* Start Input data *

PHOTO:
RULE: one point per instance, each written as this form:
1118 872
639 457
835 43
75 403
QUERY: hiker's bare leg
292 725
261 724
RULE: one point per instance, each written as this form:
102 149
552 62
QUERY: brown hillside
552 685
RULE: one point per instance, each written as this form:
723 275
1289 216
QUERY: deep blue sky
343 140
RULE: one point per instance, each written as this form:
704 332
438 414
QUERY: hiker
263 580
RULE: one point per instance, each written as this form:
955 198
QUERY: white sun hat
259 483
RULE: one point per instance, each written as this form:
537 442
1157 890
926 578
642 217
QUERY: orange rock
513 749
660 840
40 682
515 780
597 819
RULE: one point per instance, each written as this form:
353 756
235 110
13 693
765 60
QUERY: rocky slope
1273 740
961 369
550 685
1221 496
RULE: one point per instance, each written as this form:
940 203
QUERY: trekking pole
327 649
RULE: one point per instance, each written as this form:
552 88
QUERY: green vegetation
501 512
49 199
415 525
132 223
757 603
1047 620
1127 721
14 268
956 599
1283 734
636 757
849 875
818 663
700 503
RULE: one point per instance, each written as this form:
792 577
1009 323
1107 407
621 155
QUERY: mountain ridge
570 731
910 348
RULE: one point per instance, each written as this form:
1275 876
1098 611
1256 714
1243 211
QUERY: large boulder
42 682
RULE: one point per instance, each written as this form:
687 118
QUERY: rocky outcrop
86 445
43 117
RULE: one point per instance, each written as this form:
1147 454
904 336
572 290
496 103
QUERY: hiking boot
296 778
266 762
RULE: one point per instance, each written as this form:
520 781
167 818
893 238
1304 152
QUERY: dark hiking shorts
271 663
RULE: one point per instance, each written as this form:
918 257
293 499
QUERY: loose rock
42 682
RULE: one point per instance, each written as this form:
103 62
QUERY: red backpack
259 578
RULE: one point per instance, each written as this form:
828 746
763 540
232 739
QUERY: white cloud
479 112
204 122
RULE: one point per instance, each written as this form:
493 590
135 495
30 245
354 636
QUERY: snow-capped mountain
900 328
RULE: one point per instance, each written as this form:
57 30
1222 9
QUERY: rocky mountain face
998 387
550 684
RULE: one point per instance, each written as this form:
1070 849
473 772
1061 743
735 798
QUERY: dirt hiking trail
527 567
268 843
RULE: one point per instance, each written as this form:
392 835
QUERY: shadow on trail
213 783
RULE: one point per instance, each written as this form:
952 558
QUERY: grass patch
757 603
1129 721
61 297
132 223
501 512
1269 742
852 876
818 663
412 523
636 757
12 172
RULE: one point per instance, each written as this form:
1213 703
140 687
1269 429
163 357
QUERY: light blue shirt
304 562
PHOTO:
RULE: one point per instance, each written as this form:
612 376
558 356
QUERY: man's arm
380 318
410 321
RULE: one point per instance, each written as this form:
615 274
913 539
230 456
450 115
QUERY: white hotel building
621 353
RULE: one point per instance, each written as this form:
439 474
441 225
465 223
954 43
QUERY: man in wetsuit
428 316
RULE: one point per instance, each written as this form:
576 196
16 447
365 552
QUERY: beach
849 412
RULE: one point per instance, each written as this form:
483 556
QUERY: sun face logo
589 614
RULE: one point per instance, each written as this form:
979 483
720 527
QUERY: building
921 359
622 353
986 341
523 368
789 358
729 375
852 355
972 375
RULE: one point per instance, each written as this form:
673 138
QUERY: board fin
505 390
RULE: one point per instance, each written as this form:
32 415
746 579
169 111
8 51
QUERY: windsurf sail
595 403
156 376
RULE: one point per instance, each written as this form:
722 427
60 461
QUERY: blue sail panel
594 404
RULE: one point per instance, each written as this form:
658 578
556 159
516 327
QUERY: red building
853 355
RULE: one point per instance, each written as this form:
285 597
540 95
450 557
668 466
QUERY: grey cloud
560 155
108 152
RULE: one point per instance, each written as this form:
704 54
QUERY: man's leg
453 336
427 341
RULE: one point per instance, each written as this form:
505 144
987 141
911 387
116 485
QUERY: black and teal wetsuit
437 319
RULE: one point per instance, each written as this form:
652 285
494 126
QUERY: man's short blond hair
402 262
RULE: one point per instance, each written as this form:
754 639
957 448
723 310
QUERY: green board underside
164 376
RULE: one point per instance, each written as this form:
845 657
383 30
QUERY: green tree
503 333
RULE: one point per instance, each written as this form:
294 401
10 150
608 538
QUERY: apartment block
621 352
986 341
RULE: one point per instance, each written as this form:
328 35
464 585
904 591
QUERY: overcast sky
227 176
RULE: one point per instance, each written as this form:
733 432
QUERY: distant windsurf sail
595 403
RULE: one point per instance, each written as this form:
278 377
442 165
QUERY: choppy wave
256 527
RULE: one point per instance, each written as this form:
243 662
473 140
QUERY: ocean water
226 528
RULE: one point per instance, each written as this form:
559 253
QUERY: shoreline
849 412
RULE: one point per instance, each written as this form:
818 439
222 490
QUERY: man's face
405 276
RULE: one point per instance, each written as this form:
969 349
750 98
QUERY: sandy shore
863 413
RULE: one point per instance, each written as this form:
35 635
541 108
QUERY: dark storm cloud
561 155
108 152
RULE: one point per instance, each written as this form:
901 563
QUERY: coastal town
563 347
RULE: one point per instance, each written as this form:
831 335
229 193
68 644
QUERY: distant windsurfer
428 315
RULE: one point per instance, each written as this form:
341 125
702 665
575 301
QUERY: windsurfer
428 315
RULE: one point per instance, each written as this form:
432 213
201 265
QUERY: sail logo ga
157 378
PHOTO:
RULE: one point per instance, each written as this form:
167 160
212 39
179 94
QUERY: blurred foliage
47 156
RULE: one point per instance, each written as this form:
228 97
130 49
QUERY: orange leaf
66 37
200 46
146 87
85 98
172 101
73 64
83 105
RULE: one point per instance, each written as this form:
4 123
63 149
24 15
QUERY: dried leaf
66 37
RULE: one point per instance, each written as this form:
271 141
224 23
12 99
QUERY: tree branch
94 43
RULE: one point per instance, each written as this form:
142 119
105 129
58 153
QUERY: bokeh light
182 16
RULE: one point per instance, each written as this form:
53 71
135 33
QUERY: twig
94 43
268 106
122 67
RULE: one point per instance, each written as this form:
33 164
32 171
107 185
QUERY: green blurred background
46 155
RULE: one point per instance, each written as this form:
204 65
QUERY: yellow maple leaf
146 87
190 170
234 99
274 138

* End Input data *

◆ Written instruction:
Give back all the data exactly as written.

◆ Task output:
PHOTO:
RULE: one point per instance, each written as this form:
1118 872
639 457
835 43
75 403
QUERY: hiker's bare leg
292 725
261 724
RULE: one point per instance, each written as this form:
102 149
552 62
QUERY: brown hillside
552 685
RULE: one point per instance, each written as this form:
723 275
1289 216
QUERY: deep blue sky
343 140
RULE: one point per instance, each written as this form:
704 332
438 414
QUERY: hiker
263 580
RULE: one point per instance, each written as this form:
955 198
QUERY: white sun hat
259 483
RULE: one point per instance, each written as this form:
537 442
1157 890
926 578
642 217
QUERY: orange rock
513 749
660 840
40 682
515 780
597 819
RULE: one point per instance, each written as this form:
353 756
235 110
13 693
765 60
QUERY: rocky slope
1273 740
961 369
550 685
1221 496
RULE: one point per instance, each written as this form:
940 203
QUERY: trekking pole
327 649
RULE: one point per instance, each written as this form:
552 88
QUERY: green vegetation
501 512
49 199
415 525
132 223
757 603
1047 620
1127 721
14 268
956 599
1283 734
636 757
849 875
818 663
700 503
RULE: one point per instance, each written as this form:
792 577
1009 323
1107 407
621 155
QUERY: mountain ridge
570 731
910 348
RULE: one point per instance, each written as this form:
1275 876
1098 611
1256 714
1243 211
QUERY: large boulder
42 682
RULE: one point per instance, each written as this form:
687 118
QUERY: rocky outcrop
86 445
43 117
RULE: one point per instance, each written as this form:
1147 454
904 336
572 290
496 103
QUERY: hiking boot
296 778
266 762
RULE: one point per instance, each written as this form:
520 781
167 818
893 238
1304 152
QUERY: dark hiking shorts
271 663
RULE: one point per instance, each written as this form:
918 257
293 499
QUERY: loose rock
42 682
RULE: one point per instance, each written as this form:
103 62
QUERY: red backpack
259 578
RULE: one point per instance, each written as this form:
828 746
763 540
232 739
QUERY: white cloud
479 112
204 122
RULE: one point per instance, each written as this form:
493 590
135 495
30 245
354 636
QUERY: snow-capped mountain
900 328
RULE: one point per instance, each written as this form:
57 30
1222 9
QUERY: rocky mountain face
998 387
550 684
RULE: one point per instance, each written as this form:
1070 849
473 772
1061 743
735 798
QUERY: dirt hiking trail
527 567
268 843
RULE: one point per instance, each written as this form:
392 835
QUERY: shadow on trail
213 783
RULE: one point per instance, each written as this form:
952 558
QUERY: grass patch
757 603
1129 721
61 297
132 223
501 512
1269 742
852 876
818 663
412 523
636 757
12 172
RULE: one point per instance, each written as this form:
1213 703
140 687
1269 429
163 357
QUERY: light blue shirt
304 562
PHOTO:
RULE: one point per instance, each written as this form:
612 376
558 356
QUERY: man's arm
380 318
410 321
RULE: one point per instance, each written as this form:
615 274
913 539
230 456
450 115
QUERY: white hotel building
621 353
RULE: one point per instance, each written as this form:
439 474
441 225
465 223
954 43
QUERY: man in wetsuit
428 316
RULE: one point per instance, each written as this form:
576 196
16 447
365 552
QUERY: beach
849 412
RULE: one point per instance, each written as this form:
483 556
QUERY: sun face logo
589 614
RULE: one point per instance, each written as this form:
979 483
720 527
QUERY: building
921 359
622 353
986 341
523 368
789 358
729 375
852 355
972 375
RULE: one point per instance, each written as this form:
673 138
QUERY: board fin
505 390
RULE: one point per instance, each written as this form:
32 415
746 579
169 111
8 51
QUERY: windsurf sail
595 403
156 376
RULE: one point per instance, each written as this form:
722 427
60 461
QUERY: blue sail panel
594 404
RULE: one point per instance, each written as this form:
658 578
556 159
516 327
QUERY: red building
853 355
RULE: one point per instance, each written as this form:
285 597
540 95
450 557
668 466
QUERY: grey cloud
560 155
108 152
RULE: one point per instance, each written as this form:
704 54
QUERY: man's leg
453 336
427 341
RULE: one point per instance, each written as this form:
505 144
987 141
911 387
116 485
QUERY: black and teal wetsuit
437 319
RULE: one point per instance, each written as this form:
652 285
494 126
QUERY: man's short blond hair
402 262
RULE: one point per instance, each written as this form:
754 639
957 448
723 310
QUERY: green board underside
164 376
RULE: one point per instance, each written as this form:
845 657
383 30
QUERY: green tree
503 333
RULE: one point per instance, each written as this form:
294 401
10 150
608 538
QUERY: apartment block
621 352
986 341
RULE: one point per instance, each written as this form:
328 35
464 585
904 591
QUERY: overcast sky
227 176
RULE: one point per instance, each written as this form:
733 432
QUERY: distant windsurf sail
595 403
RULE: one point per instance, each written as this form:
278 377
442 165
QUERY: choppy wave
256 527
RULE: one point per instance, each written as this form:
243 662
473 140
QUERY: ocean water
226 528
RULE: one point per instance, each written as this form:
559 253
QUERY: shoreline
849 412
RULE: one point per instance, each written as this form:
818 439
222 490
QUERY: man's face
405 276
RULE: one point per instance, each written as this form:
969 349
750 98
QUERY: sandy shore
863 413
RULE: one point per instance, each written as this form:
35 635
541 108
QUERY: dark storm cloud
561 155
108 152
RULE: one point per instance, each written as this form:
901 563
QUERY: coastal town
563 347
RULE: one point per instance, each written as this form:
831 335
229 193
68 644
QUERY: distant windsurfer
428 315
RULE: one point per instance, each written as this form:
341 125
702 665
575 301
QUERY: windsurfer
428 315
RULE: one point per instance, each written as this form:
432 213
201 265
QUERY: sail logo ga
157 378
PHOTO:
RULE: one point per instance, each written as this form:
167 160
212 39
179 94
QUERY: blurred foliage
47 156
RULE: one point per instance, each written as this form:
228 97
130 49
QUERY: orange leaf
66 37
200 46
146 87
85 98
172 101
73 64
83 105
RULE: one point per instance, each written as this form:
4 123
63 149
24 15
QUERY: dried leaf
66 37
RULE: one point per instance, each written as this form:
271 141
224 23
12 99
QUERY: tree branch
94 43
RULE: one point per instance, each written as this form:
142 119
105 129
58 153
QUERY: bokeh light
182 16
RULE: one point per instance, each written as this form:
53 71
135 33
QUERY: twig
94 43
268 106
122 67
RULE: one point per instance, each written as this form:
33 164
32 171
107 185
QUERY: green blurred background
46 155
RULE: one point per instance, each written as this form:
204 65
QUERY: yellow maple leaf
146 87
190 170
234 99
274 138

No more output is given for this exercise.